- [WHAT TO WORK ON]: Reproduce the listing below from its first line through the line containing "point(905, 629)", swapping "set a pin on" for "place a marker on" and leaving everything else unchanged. Leave the pictures out of your answer.

- [DATASET]:
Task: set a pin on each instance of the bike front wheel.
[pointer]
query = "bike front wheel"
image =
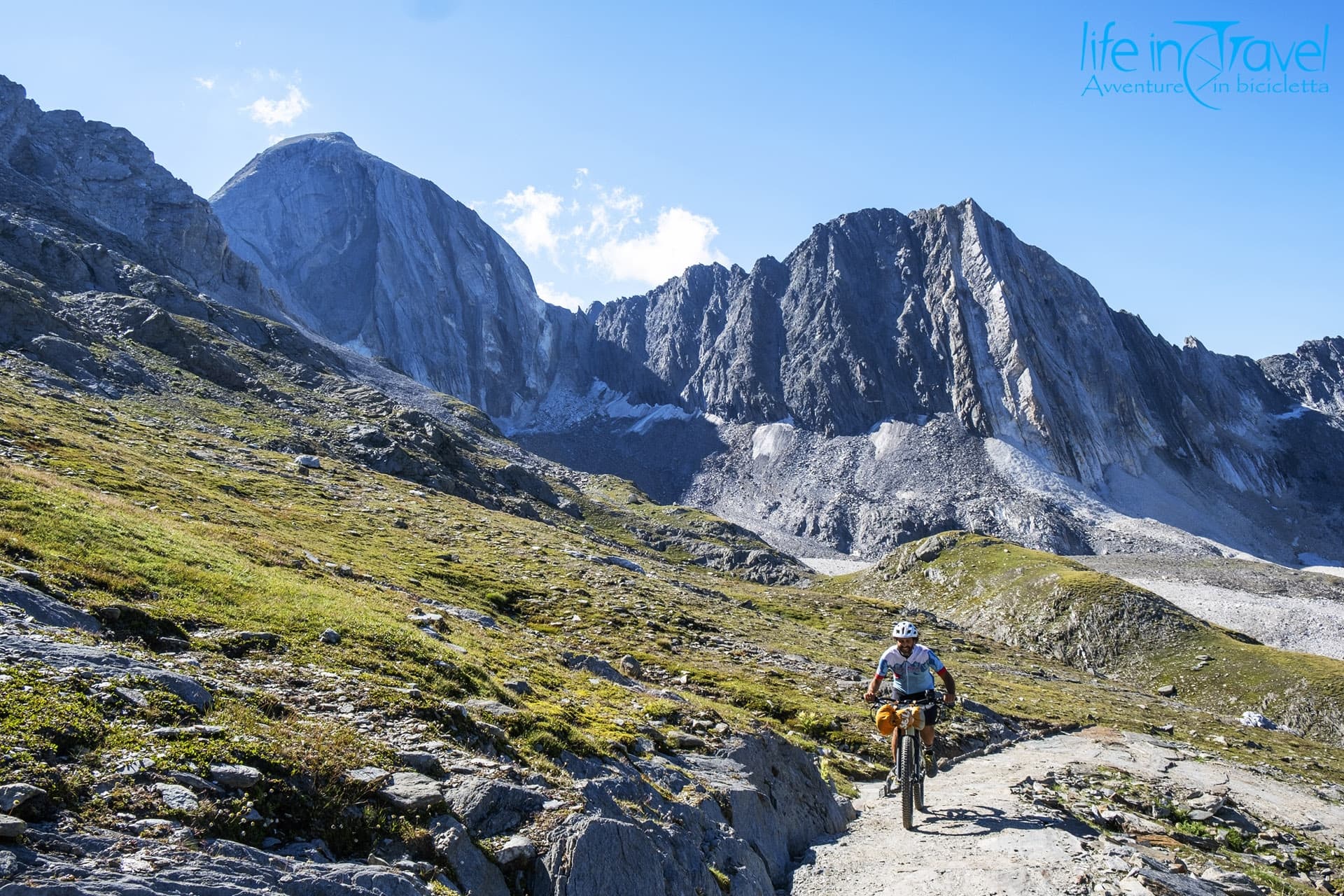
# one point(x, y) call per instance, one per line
point(907, 782)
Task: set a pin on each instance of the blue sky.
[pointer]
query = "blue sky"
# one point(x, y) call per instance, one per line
point(612, 144)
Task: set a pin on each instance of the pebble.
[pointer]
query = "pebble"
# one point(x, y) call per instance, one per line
point(239, 777)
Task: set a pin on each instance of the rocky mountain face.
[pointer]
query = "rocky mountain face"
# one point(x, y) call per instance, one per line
point(899, 375)
point(879, 316)
point(892, 375)
point(61, 171)
point(1313, 374)
point(387, 264)
point(112, 358)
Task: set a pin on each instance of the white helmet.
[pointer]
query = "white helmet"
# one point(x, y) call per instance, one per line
point(905, 629)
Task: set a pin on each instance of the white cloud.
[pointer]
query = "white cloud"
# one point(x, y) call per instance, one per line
point(596, 232)
point(279, 112)
point(679, 241)
point(554, 296)
point(534, 213)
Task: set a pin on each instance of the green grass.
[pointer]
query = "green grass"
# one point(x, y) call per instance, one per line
point(120, 514)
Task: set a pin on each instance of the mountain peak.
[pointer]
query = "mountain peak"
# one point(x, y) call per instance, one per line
point(330, 137)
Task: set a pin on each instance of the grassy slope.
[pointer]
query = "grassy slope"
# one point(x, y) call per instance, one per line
point(104, 500)
point(1053, 606)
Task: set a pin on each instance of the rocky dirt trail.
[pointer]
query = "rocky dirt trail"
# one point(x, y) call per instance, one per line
point(990, 833)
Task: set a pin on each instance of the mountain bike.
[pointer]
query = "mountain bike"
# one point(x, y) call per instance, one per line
point(907, 776)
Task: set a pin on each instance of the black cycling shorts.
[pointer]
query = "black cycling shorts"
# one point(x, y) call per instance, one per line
point(930, 710)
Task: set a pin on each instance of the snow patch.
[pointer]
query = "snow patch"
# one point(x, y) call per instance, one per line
point(889, 434)
point(827, 566)
point(358, 347)
point(564, 409)
point(1027, 473)
point(772, 438)
point(1316, 564)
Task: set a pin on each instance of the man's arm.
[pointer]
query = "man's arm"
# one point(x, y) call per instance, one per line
point(949, 684)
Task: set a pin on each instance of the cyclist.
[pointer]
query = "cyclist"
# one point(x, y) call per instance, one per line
point(911, 668)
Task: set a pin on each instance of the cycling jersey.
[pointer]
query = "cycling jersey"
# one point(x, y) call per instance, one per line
point(913, 673)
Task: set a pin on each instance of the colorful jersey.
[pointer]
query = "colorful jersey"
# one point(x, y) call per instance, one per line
point(913, 673)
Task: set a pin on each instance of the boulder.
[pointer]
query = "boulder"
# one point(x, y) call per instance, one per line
point(368, 776)
point(230, 776)
point(472, 869)
point(489, 808)
point(517, 852)
point(178, 797)
point(421, 761)
point(14, 796)
point(45, 609)
point(1231, 881)
point(412, 792)
point(600, 858)
point(1164, 883)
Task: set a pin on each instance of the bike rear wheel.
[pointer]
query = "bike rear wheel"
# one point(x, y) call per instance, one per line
point(907, 782)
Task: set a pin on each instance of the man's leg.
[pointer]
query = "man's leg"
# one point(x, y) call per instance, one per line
point(930, 763)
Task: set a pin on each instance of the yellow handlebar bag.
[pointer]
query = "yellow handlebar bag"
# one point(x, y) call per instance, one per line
point(889, 718)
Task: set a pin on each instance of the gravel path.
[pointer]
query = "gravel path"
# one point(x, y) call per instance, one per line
point(983, 840)
point(1308, 625)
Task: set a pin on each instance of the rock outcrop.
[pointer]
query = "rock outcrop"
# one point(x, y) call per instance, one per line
point(387, 264)
point(58, 169)
point(1313, 374)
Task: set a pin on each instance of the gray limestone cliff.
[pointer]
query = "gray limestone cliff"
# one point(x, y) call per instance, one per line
point(101, 182)
point(879, 316)
point(1313, 374)
point(387, 264)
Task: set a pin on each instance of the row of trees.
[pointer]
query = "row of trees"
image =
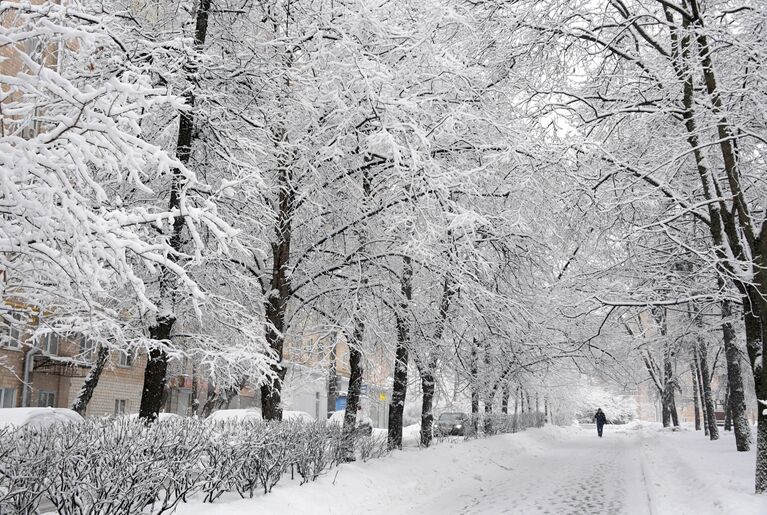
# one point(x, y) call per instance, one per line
point(487, 189)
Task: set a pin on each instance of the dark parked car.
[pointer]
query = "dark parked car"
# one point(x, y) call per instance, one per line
point(453, 424)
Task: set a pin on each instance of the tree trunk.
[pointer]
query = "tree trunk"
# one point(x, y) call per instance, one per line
point(399, 388)
point(210, 400)
point(713, 431)
point(91, 381)
point(665, 411)
point(505, 399)
point(704, 411)
point(157, 362)
point(737, 395)
point(756, 339)
point(488, 426)
point(195, 407)
point(674, 414)
point(276, 304)
point(474, 372)
point(355, 387)
point(155, 371)
point(695, 401)
point(428, 369)
point(332, 379)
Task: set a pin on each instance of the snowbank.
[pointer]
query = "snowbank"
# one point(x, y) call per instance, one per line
point(38, 418)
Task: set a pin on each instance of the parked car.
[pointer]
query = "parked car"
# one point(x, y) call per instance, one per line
point(161, 417)
point(297, 415)
point(249, 414)
point(452, 423)
point(364, 423)
point(37, 418)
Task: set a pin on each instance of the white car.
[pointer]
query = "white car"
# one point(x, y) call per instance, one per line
point(249, 414)
point(364, 423)
point(37, 418)
point(161, 417)
point(297, 415)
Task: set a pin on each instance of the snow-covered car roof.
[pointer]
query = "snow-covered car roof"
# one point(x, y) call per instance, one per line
point(38, 418)
point(297, 415)
point(235, 414)
point(161, 417)
point(338, 418)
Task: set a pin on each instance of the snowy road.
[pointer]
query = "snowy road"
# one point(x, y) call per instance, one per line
point(579, 475)
point(548, 471)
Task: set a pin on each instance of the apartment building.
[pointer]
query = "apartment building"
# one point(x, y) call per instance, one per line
point(50, 371)
point(317, 379)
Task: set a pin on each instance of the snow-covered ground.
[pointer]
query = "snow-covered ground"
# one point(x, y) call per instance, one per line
point(636, 469)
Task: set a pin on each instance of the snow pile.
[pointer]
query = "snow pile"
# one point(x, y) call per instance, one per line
point(637, 470)
point(37, 418)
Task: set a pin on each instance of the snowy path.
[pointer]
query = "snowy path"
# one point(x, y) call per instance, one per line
point(548, 471)
point(579, 475)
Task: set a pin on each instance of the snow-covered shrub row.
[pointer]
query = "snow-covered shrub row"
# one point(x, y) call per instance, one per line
point(122, 466)
point(495, 423)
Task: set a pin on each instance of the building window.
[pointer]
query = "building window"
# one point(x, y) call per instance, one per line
point(46, 399)
point(86, 347)
point(125, 359)
point(7, 397)
point(14, 332)
point(49, 344)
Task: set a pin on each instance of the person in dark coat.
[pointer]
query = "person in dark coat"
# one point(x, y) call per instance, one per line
point(600, 419)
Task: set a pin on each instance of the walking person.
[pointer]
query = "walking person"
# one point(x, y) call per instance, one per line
point(600, 419)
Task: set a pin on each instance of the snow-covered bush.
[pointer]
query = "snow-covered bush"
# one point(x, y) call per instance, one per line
point(488, 424)
point(619, 409)
point(122, 466)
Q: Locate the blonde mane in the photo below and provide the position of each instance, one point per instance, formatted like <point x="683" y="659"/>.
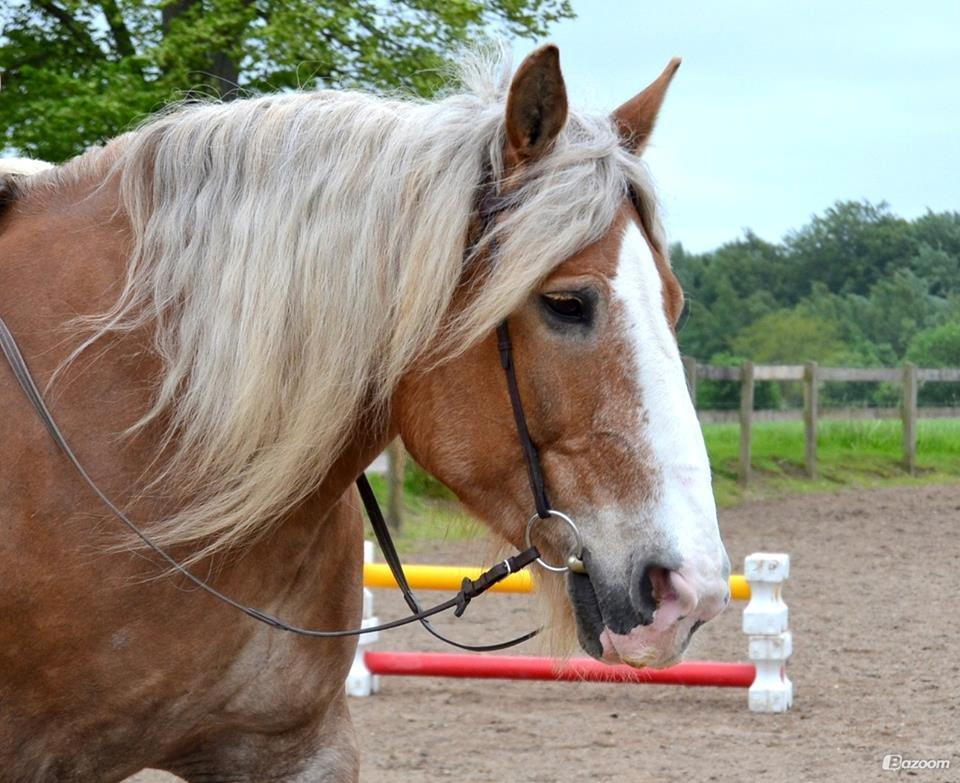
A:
<point x="298" y="252"/>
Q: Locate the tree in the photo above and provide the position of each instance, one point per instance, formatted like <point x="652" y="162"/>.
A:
<point x="77" y="72"/>
<point x="790" y="337"/>
<point x="937" y="347"/>
<point x="852" y="246"/>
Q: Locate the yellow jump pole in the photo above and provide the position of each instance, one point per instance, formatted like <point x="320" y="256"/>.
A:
<point x="427" y="577"/>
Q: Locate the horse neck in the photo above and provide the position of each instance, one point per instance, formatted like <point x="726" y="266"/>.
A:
<point x="63" y="252"/>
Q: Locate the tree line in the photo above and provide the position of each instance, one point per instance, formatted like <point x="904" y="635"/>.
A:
<point x="858" y="286"/>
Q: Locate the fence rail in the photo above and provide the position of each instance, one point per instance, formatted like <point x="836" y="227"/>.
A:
<point x="812" y="376"/>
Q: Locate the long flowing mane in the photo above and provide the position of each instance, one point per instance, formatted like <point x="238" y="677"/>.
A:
<point x="297" y="252"/>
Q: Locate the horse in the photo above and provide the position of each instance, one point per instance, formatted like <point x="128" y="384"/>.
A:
<point x="232" y="309"/>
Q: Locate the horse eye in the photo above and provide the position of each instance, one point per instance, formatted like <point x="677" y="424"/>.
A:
<point x="566" y="307"/>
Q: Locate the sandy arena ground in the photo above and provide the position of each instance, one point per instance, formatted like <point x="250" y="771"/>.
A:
<point x="876" y="670"/>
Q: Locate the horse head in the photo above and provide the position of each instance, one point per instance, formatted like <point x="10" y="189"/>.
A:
<point x="606" y="402"/>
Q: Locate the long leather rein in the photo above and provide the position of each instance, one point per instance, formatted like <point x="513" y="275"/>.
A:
<point x="490" y="206"/>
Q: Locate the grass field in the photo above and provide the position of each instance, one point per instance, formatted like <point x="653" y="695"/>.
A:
<point x="850" y="454"/>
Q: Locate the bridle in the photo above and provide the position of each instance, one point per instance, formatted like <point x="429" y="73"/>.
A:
<point x="490" y="205"/>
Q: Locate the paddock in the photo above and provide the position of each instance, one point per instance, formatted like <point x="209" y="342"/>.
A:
<point x="873" y="575"/>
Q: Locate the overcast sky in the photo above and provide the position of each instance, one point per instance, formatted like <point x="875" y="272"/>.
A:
<point x="780" y="108"/>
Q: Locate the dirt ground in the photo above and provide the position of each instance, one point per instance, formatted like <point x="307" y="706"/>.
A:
<point x="876" y="670"/>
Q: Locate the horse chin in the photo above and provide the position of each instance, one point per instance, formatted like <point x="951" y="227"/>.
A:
<point x="644" y="646"/>
<point x="640" y="648"/>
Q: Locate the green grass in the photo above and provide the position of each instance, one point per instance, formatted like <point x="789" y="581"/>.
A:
<point x="850" y="454"/>
<point x="430" y="511"/>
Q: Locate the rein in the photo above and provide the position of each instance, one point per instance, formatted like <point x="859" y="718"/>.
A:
<point x="490" y="205"/>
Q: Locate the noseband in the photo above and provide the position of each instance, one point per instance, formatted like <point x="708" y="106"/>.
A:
<point x="490" y="205"/>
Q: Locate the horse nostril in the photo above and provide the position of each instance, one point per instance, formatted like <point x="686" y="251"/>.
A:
<point x="659" y="587"/>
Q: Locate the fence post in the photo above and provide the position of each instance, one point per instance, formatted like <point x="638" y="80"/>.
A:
<point x="811" y="404"/>
<point x="746" y="418"/>
<point x="690" y="370"/>
<point x="396" y="457"/>
<point x="908" y="412"/>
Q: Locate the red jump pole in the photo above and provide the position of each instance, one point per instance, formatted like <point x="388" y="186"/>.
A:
<point x="525" y="667"/>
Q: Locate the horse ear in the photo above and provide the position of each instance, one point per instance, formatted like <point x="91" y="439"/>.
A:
<point x="536" y="106"/>
<point x="635" y="119"/>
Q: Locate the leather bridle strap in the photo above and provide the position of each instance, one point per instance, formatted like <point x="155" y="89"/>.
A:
<point x="530" y="453"/>
<point x="469" y="590"/>
<point x="389" y="552"/>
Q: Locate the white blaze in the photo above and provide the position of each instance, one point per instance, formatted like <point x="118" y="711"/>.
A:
<point x="686" y="515"/>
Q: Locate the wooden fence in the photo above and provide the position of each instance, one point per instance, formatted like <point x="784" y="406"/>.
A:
<point x="747" y="374"/>
<point x="811" y="375"/>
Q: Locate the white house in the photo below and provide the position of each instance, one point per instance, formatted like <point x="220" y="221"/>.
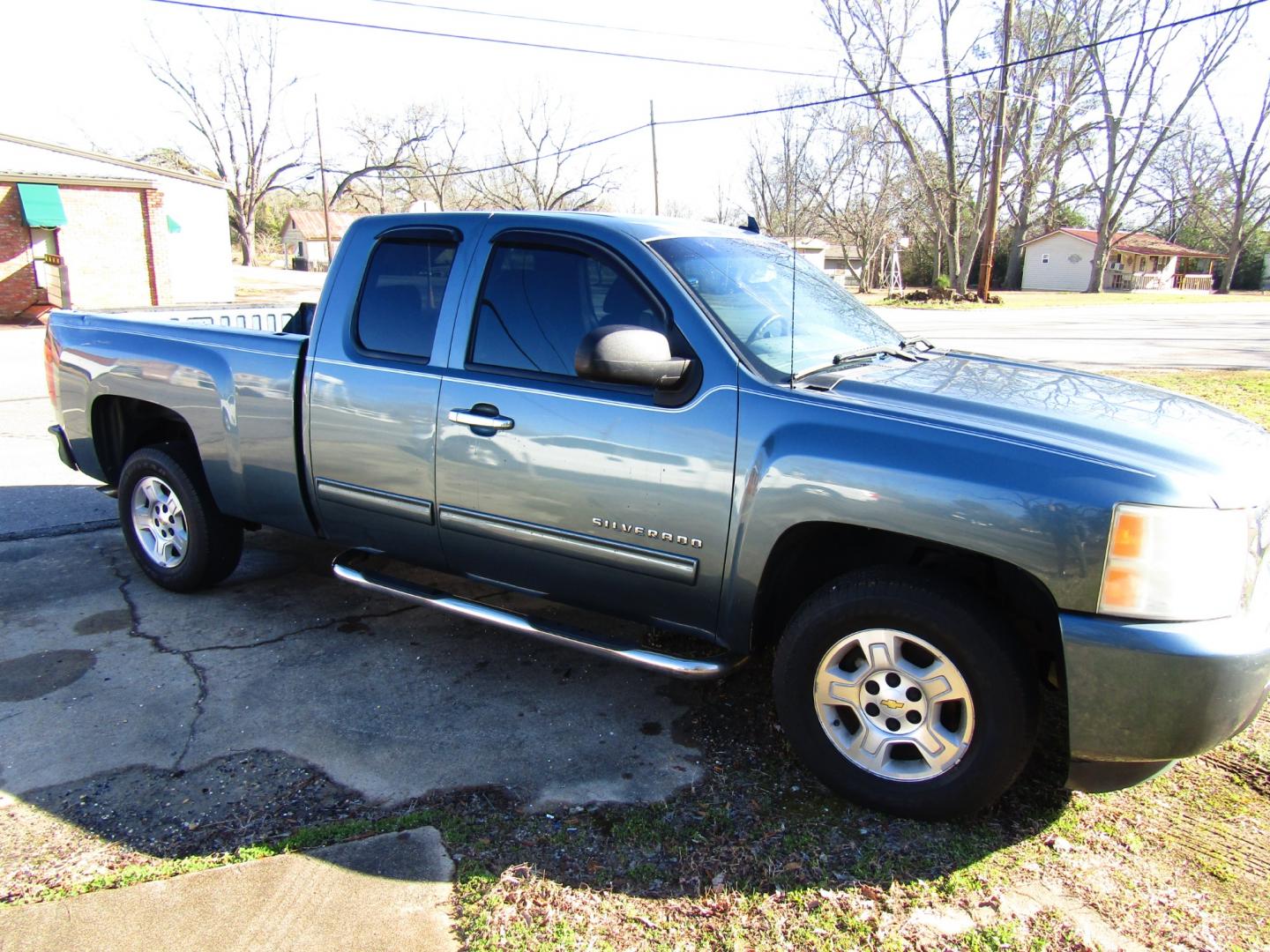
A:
<point x="1061" y="260"/>
<point x="303" y="235"/>
<point x="89" y="230"/>
<point x="839" y="262"/>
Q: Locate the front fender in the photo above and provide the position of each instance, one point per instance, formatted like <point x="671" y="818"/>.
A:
<point x="799" y="461"/>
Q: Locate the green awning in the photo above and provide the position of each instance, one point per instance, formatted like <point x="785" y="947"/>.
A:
<point x="41" y="206"/>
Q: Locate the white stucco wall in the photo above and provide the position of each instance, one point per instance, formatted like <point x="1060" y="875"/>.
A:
<point x="198" y="256"/>
<point x="1061" y="273"/>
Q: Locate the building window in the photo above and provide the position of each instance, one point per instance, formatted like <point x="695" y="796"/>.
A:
<point x="401" y="296"/>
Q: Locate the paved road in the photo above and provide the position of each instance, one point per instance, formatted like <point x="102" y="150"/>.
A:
<point x="1218" y="335"/>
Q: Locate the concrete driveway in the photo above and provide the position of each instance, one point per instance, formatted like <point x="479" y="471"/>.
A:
<point x="140" y="714"/>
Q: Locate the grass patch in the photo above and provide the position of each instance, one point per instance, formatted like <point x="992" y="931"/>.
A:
<point x="1027" y="300"/>
<point x="1246" y="392"/>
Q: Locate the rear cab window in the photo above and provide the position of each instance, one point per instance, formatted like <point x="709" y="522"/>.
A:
<point x="400" y="301"/>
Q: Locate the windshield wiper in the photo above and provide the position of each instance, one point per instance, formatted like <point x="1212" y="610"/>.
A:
<point x="921" y="343"/>
<point x="851" y="355"/>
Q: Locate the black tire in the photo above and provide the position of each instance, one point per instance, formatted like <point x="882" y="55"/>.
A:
<point x="996" y="674"/>
<point x="211" y="545"/>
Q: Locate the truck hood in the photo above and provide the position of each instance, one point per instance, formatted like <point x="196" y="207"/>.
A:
<point x="1208" y="452"/>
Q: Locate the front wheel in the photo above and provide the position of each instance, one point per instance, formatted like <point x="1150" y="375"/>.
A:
<point x="170" y="522"/>
<point x="906" y="695"/>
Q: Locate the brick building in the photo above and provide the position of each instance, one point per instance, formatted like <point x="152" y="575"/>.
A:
<point x="92" y="231"/>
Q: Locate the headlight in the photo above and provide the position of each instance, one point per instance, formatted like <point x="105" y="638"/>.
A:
<point x="1177" y="564"/>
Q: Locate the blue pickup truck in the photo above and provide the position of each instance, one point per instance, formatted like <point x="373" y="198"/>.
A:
<point x="689" y="426"/>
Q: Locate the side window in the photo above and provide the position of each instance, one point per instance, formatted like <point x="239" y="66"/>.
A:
<point x="537" y="303"/>
<point x="406" y="280"/>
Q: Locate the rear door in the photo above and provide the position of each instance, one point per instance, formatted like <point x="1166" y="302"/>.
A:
<point x="603" y="495"/>
<point x="374" y="385"/>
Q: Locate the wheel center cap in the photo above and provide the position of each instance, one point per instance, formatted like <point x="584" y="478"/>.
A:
<point x="893" y="703"/>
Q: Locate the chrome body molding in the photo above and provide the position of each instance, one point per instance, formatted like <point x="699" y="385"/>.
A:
<point x="591" y="643"/>
<point x="616" y="555"/>
<point x="375" y="501"/>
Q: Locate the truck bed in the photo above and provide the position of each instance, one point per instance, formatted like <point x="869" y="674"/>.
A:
<point x="236" y="390"/>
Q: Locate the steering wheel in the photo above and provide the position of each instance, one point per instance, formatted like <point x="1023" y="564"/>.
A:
<point x="757" y="333"/>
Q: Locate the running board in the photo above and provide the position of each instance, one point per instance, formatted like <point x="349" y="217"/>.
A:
<point x="690" y="668"/>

- [THE ANSWER]:
Task: place a marker on each instance of the bike front wheel.
[pointer]
query = "bike front wheel"
image =
# one point(x, y) call per instance, one per line
point(907, 782)
Task: place a marker on each instance of the blue sky.
[pointer]
query = "blue sky"
# one point(x, y) call per instance, one per line
point(612, 144)
Task: place a marker on each instance of the pebble.
[pointer]
query = "pebble"
# one point(x, y) call per instance, one per line
point(239, 777)
Task: place a marker on each instance of the rocky mountain face.
[pointer]
query = "rocky mountain face"
# one point(x, y) call per instance, one per line
point(899, 375)
point(879, 316)
point(892, 375)
point(61, 171)
point(1313, 374)
point(387, 264)
point(112, 358)
Task: place a marker on each instance of the white helmet.
[pointer]
query = "white helmet"
# one point(x, y) call per instance, one per line
point(905, 629)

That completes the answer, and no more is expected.